> [TEXT SECTION]
——

Why Is Ann Arbor Failing In Drive For Polio Funds? image
Parent Issue
Day
29
Month
January
Year
1951
Copyright
Copyright Protected
Rights Held By
Donated by the Ann Arbor News. © The Ann Arbor News.
Editorial
OCR Text

Why Is Ann Arbor Failing In Drive For Polio Funds?

Unless the citizens of Washtenaw County do a hasty about-face - and soon - the 1951 polio drive seems destined to be a miserable flop for the second consecutive year. All indications point to it as the deadline, next Wednesday, approaches. 

Why? Do people in the area feel they can't afford or contribute to the campaign? Do they believe the cause is not justified? Do they take the attitude 'Why should I pay the medical bills of Joe Doak's little boy?"

The Ann Arbor News and the group running the drive fervently hope and sincerely believe that the answer to all these questions is a positive "No." Why, then, is the campaign failing? We believe people just aren't willing to sit down and put a bill or coin in their cards and drop them in a mail box or put that loose change in the canister on the store counter. It's as simple as that!

The News wishes it had the answers to the problem on how to impress the public with the urgency of the campaign, of the serious polio conditions that exist today right here in Washtenaw County. 

We can write news stories and put big headlines on them telling people that there were 64 cases of polio - an all-time record - in the county last year. We can write editorials urging our readers to contribute. But unless John Q. Citizen stops - just a moment - to think of what's at stake in this March of Dimes, we might as well tell the Man in the Moon to give for the cause.

——

> [GIVEN DATA]
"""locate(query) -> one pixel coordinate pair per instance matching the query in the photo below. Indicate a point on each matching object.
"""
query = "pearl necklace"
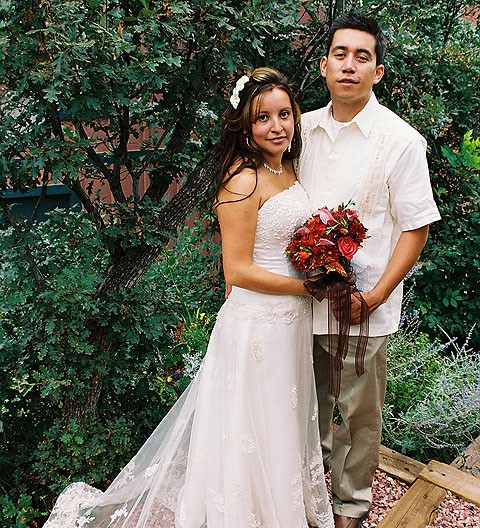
(273, 170)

——

> [EXERCISE BRIEF] Resume the editorial on the Ann Arbor polio drive, starting right after its last sentence. The lines shown here have nothing to do with the polio editorial.

> [ANSWER AREA]
Right now the county polio chapter is more than $14,000 in debt. Every day of the week, yes, even today, that debt is growing larger as patients in the hospitals receive their daily treatments and therapy. 

The chapter is asking residents to contribute only $24,500, of which $12,250 goes to the National Foundation for Infantile Paralysis headquarters for research and epidemic aid, and the other half stays here in the county. But even if the county receives its $12,250 - the chapter still will be in debt - and the year is only just started!

We of Ann Arbor, and of Ypsilanti, of Dexter, of Chelsea, of Milan, of Manchester, of Saline, and all the other communities in Washtenaw County CAN afford to contribute. We DO believe the cause is justified. And we DO realize that polio is a public problem and expense that must be met with public support. 

This is not an emotional appeal to give a dime of dollar. It is rather a cold, hard statement of the facts. Give today - before it's too late!